** Start TEXT PASSAGE **

Posted on Thursday, November 15th, 2007
By bsetser
Note: This is Brad Setser, not Michael Pettis.
The UAE is clearly considering changing from a dollar peg to a basket peg. Qatar may be as well. The economic case for change is quite clear. Both countries are in the midst of an enormous boom and face large inflationary pressures. Yet their currencies are depreciating and their central banks are under pressure to cut their nominal interest rates to match the Fed. Neither benefits from importing US monetary policy right now.
Indeed, now that the UAE's governor has indicated that change is possible, I suspect the market will force his hand. The UAE's capital account is pretty open. Its capacity to sterilize large scale inflows is limited. Large inflows have already forced interest rates in the UAE down — the last thing a country facing large-scale inflationary pressures needs. The dhirham is even more of a one-way bet than it used to be.

** End TEXT PASSAGE **

TASKS -
1 - Rewrite the blog post on Gulf currency pegs between "Posted on Thursday, November" and "policy right now.", inclusive, putting "Kuwait" in place of "Qatar".
2 - Translate this sentence from the blog post on Gulf currency pegs into Spanish: "The economic case for change is quite clear."
3 - According to the blog post on Gulf currency pegs, what effect have large inflows already had on interest rates in the UAE?
The lines that come next are drawn from a different source than the text.

** Start MATERIAL PROVIDED **

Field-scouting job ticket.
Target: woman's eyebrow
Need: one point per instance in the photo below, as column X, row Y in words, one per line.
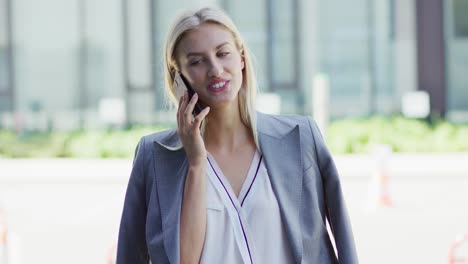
column 192, row 54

** End MATERIAL PROVIDED **

THE RESULTS -
1 -
Posted on Thursday, November 15th, 2007
By bsetser
Note: This is Brad Setser, not Michael Pettis.
The UAE is clearly considering changing from a dollar peg to a basket peg. Kuwait may be as well. The economic case for change is quite clear. Both countries are in the midst of an enormous boom and face large inflationary pressures. Yet their currencies are depreciating and their central banks are under pressure to cut their nominal interest rates to match the Fed. Neither benefits from importing US monetary policy right now.

2 - Los argumentos económicos a favor del cambio son bastante claros.

3 - They have forced interest rates in the UAE down.